*** Data to use ***

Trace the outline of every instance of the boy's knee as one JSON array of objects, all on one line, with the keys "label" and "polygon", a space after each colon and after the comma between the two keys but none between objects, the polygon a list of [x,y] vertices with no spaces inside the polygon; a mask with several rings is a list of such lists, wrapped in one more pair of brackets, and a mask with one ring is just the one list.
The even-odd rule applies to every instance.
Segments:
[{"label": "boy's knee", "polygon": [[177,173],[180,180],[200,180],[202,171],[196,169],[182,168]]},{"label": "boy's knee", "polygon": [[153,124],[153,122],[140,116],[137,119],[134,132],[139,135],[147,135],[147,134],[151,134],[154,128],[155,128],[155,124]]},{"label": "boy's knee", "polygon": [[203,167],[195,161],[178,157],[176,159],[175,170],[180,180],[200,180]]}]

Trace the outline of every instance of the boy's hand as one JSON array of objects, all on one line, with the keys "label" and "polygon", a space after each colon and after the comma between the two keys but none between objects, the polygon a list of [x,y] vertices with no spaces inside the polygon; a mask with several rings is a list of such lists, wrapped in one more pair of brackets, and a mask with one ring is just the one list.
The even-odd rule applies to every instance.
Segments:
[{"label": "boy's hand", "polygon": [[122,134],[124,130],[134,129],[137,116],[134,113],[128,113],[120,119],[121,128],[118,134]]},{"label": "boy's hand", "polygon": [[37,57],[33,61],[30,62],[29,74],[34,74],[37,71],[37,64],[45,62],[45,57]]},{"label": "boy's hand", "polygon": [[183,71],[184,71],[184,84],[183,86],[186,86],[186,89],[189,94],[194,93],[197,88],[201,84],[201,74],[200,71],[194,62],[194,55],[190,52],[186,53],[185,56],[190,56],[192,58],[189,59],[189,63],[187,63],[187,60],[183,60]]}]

***

■ **Aim of the task**
Set out every line from the material that contains the string "more".

■ **Answer box**
Trace the outline of every instance of the boy's knee as one JSON array of objects, all on one line, with the keys "label" and "polygon", a space after each colon and after the comma between the two keys but none between objects, the polygon a list of [x,y] vertices with no spaces inside the polygon; a mask with several rings is a list of such lists, wrapped in one more pair of brackets, and a mask with one ring is just the one list.
Trace the outline of every instance of the boy's hand as one JSON array of objects, all on one line, with the keys "label" and "polygon", a space after each colon and after the comma between the two keys but none between objects, the polygon a list of [x,y] vertices with no spaces inside the polygon; a mask with several rings is a list of such lists, wrapped in one more pair of brackets, and a mask with one ring is just the one list.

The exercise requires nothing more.